Eugenio ha la possibilità di visitare alcuni reparti dell’astronave, dove spaziosi corridoi conducono nei vari scompartimenti. Alcuni reparti sono enormi laboratori spaziali. Eugenio vede anche degli ampi dormitori dotati di letti anatomici. Poi viene accompagnato in due settori fondamentali della nave: il compartimento di analisi e controllo di volo, e il compartimento dove si trovano i controllori di volo.

Nel primo vi sono dei grandi quadri cartografici, e pannelli luminosi che mostrano le linee magnetiche della Terra e dello spazio; vi sono anche degli schermi giganti dove si vedono le zone che la nave sta sorvolando, e le immagini possono essere avvicinate e allontanate a piacere. Molti pannelli sono dotati di ottiche così potenti da permettere di zoomare fin nei minimi dettagli le immagini del territorio sottostante.

Record con riquadri di delimitazione

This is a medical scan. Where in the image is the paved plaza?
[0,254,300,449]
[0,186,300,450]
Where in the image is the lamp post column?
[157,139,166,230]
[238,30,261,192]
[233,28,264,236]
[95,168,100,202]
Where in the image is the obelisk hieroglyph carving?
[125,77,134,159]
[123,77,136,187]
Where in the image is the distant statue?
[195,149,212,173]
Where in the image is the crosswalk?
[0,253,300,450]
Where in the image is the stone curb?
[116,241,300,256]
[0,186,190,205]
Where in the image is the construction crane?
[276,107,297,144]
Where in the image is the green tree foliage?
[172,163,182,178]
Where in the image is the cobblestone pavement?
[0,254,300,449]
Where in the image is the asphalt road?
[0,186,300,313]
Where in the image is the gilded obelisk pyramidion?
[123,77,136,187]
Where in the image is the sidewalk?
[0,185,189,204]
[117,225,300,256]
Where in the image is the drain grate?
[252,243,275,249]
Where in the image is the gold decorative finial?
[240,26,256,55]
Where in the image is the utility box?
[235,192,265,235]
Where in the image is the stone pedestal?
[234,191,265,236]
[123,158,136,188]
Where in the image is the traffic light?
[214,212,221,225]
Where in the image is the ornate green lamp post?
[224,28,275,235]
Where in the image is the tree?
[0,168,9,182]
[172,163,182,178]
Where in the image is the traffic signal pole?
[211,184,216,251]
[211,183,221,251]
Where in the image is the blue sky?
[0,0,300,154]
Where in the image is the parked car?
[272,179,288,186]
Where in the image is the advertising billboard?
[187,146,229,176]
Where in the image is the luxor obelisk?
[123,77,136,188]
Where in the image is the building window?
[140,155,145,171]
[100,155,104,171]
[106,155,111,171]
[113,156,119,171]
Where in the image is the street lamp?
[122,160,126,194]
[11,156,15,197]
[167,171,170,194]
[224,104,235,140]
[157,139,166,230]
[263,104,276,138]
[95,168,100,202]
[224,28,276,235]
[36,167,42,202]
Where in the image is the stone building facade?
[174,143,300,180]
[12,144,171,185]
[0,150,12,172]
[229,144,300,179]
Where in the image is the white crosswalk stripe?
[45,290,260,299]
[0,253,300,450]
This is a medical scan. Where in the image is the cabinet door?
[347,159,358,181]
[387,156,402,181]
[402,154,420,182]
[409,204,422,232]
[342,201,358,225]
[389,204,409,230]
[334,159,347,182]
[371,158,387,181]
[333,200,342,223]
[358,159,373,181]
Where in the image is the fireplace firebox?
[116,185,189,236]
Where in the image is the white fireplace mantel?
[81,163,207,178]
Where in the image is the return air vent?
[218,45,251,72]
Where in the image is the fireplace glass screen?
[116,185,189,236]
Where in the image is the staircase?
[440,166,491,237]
* * *
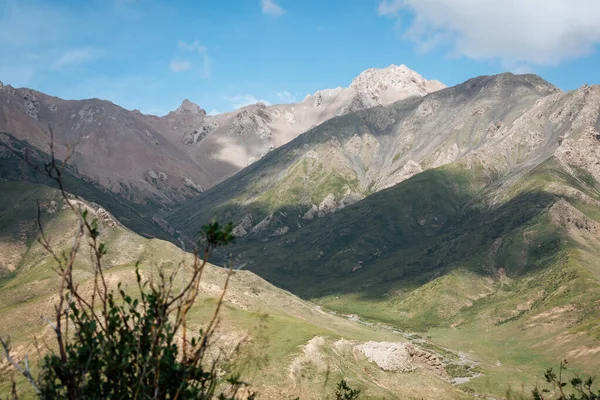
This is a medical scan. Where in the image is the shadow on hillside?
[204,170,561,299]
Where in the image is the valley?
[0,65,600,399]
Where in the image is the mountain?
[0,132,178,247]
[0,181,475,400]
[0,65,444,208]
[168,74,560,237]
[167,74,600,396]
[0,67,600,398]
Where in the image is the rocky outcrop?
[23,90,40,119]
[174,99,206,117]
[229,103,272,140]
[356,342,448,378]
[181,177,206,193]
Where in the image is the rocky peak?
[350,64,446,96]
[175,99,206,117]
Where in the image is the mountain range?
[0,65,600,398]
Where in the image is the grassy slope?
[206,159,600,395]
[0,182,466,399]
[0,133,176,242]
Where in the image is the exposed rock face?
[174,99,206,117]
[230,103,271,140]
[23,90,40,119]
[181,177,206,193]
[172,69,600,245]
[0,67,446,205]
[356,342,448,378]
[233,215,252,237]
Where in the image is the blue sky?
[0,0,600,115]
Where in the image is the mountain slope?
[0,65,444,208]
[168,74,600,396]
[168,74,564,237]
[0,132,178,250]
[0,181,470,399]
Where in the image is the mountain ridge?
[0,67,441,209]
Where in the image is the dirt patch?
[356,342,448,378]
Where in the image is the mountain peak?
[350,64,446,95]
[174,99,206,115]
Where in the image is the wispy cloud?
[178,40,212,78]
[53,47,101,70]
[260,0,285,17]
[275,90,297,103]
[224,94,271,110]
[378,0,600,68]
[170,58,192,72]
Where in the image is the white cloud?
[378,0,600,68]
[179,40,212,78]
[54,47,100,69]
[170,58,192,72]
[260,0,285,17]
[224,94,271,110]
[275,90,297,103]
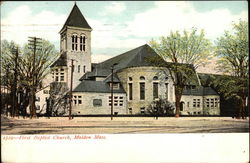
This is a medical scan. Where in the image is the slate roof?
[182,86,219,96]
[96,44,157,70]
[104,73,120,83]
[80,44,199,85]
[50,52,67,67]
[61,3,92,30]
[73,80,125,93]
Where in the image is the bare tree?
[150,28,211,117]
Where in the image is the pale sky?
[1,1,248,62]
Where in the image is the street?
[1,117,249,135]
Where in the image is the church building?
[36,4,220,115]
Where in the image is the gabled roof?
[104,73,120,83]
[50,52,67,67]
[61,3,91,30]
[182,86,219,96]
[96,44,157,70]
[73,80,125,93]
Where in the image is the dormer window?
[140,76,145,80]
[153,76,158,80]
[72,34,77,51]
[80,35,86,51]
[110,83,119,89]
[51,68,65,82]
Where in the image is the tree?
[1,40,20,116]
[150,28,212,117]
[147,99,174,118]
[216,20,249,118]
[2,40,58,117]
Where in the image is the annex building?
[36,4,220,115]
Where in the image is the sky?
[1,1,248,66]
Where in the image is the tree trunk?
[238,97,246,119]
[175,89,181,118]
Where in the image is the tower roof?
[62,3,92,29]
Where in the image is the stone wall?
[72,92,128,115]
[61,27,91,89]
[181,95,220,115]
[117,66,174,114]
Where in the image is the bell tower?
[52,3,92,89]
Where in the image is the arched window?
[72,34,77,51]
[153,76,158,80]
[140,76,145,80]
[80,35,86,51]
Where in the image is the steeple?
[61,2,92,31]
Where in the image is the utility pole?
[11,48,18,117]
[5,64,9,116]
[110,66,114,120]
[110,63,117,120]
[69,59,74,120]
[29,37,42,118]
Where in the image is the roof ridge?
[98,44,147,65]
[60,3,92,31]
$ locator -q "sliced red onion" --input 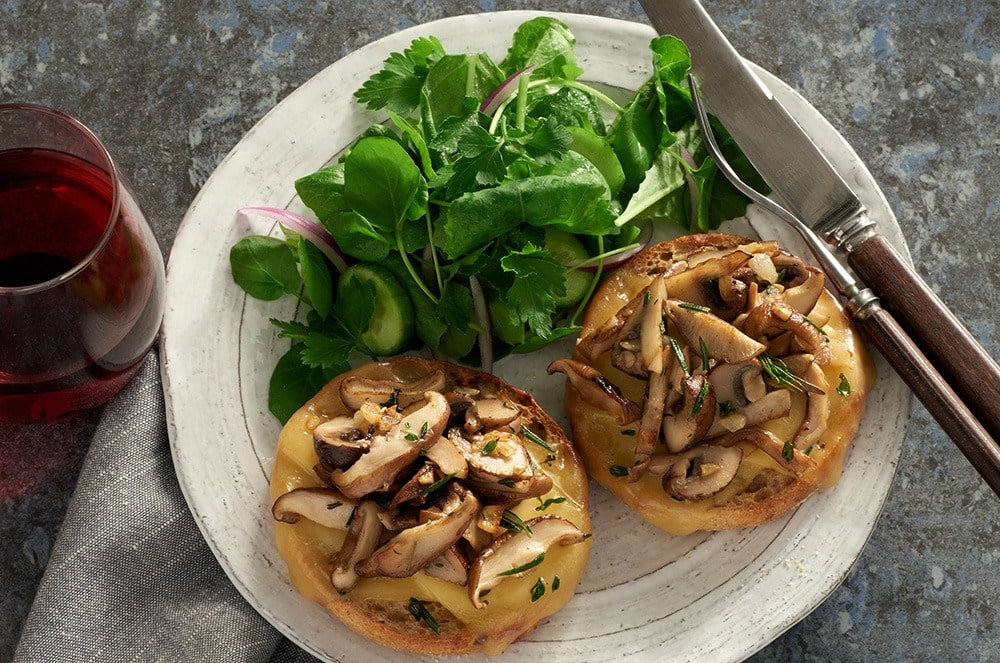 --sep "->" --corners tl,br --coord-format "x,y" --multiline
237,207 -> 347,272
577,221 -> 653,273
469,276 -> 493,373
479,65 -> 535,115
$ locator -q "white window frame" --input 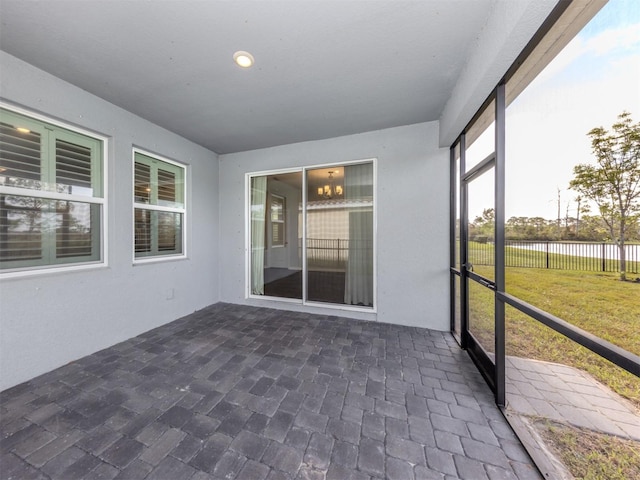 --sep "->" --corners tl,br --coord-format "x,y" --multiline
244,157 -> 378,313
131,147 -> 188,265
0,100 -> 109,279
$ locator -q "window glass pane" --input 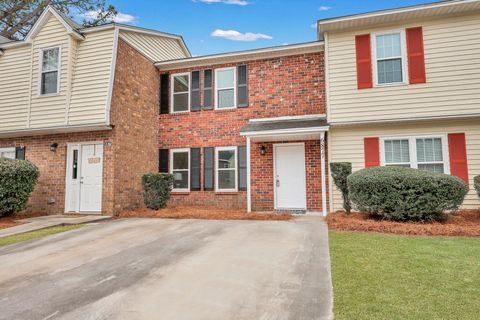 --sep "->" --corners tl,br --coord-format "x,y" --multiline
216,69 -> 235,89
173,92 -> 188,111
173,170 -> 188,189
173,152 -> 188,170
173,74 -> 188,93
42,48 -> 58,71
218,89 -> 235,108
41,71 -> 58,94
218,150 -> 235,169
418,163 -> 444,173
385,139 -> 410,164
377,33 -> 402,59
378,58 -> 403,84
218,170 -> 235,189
...
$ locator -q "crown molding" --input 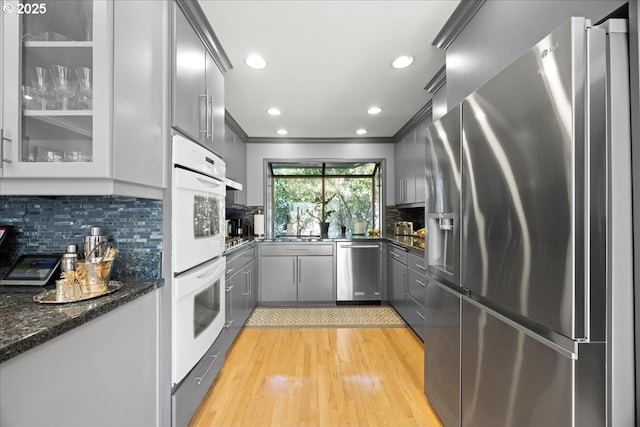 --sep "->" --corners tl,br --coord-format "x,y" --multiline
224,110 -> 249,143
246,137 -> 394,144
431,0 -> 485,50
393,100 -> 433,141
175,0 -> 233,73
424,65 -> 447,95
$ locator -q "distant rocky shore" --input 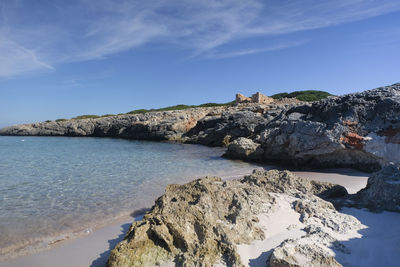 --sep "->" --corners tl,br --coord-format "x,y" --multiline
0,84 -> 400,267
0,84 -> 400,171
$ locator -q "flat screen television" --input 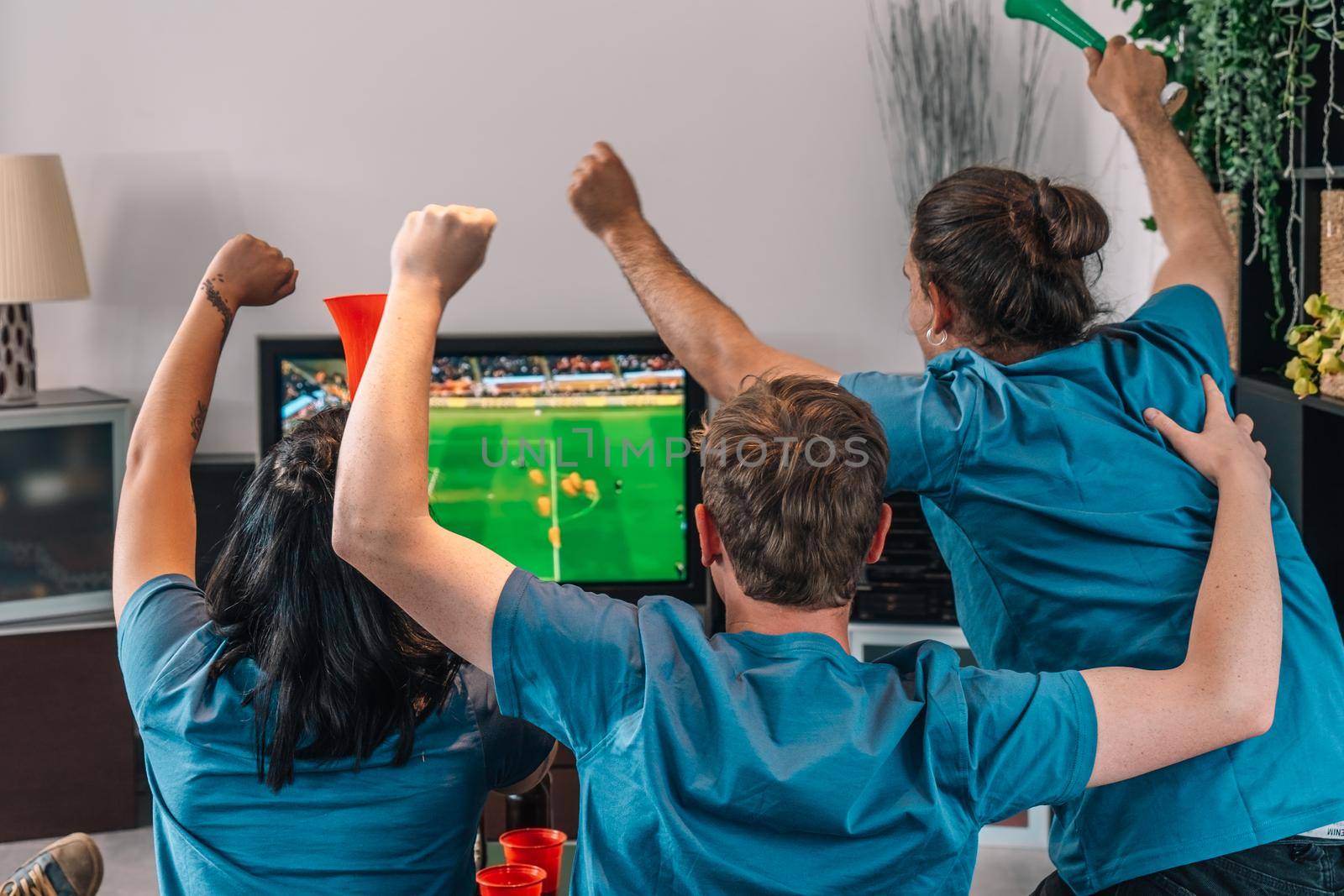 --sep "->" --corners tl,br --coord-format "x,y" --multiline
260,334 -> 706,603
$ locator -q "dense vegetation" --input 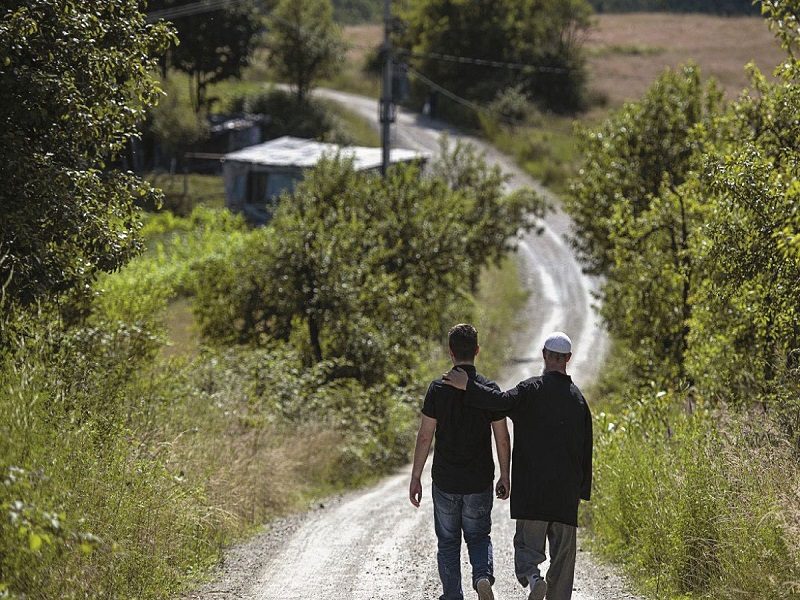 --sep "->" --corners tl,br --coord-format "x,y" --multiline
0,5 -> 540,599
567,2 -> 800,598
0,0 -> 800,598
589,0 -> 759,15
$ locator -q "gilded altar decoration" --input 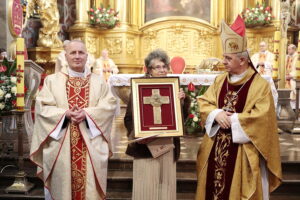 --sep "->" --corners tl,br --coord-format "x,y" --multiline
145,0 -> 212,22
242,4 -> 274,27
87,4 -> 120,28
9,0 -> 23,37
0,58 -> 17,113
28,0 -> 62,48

CONSEGNA
Scrivi il seguito del testo sulla visita di Eugenio all'astronave, cominciando subito dopo la sua ultima frase.

RISPOSTA
Nel secondo compartimento, quello dove si trovano i controllori di volo, Eugenio rimane meravigliato da un dispositivo che per quell’epoca è pura fantascienza: si tratta di quello che Eugenio stesso definirà come “un televisore quadridimensionale o globulare”, che riceve e proietta immagini, incluse le scene dell’esterno e dell’interno della nave. Su questo monitor globulare Eugenio può vedere sé stesso all’interno della nave, come se venisse filmato in dire=a dalle telecamere di un’altra nave che si trova all’esterno, nello Spazio. Un’esperienza che all’epoca è davvero incredibile.

Dalla sua poltrona anatomica, Eugenio segue il volo sul monitor globulare. In pochi istanti vede la Terra allontanarsi fino a diventare piccola come un pallone da calcio. Alle ore 18.37 (o 20.37 o 23.37), dopo soli 7 minuti di viaggio, la nave arriva sulla Luna Nera.

Eugenio racconta che l’interno della Luna Nera è un’autentica città fluttuante; una città meravigliosa, da sogno. Dice: “Sulla Terra non abbiamo costruito una cosa simile nemmeno nei film di fantascienza”. Qui Eugenio vede un uomo con un distintivo al collo, è circondato da un gruppo di belle donne extraterrestri e lo saluta sventagliando un oggetto che Eugenio non riesce a definire. Eugenio non parla con lui, ma gli viene riferito che si tratta di un altro terrestre che arriva dalla Terra, un meccanico bolognese, un certo signor Galli, che avrebbe poi rivisto in Italia, a Bologna.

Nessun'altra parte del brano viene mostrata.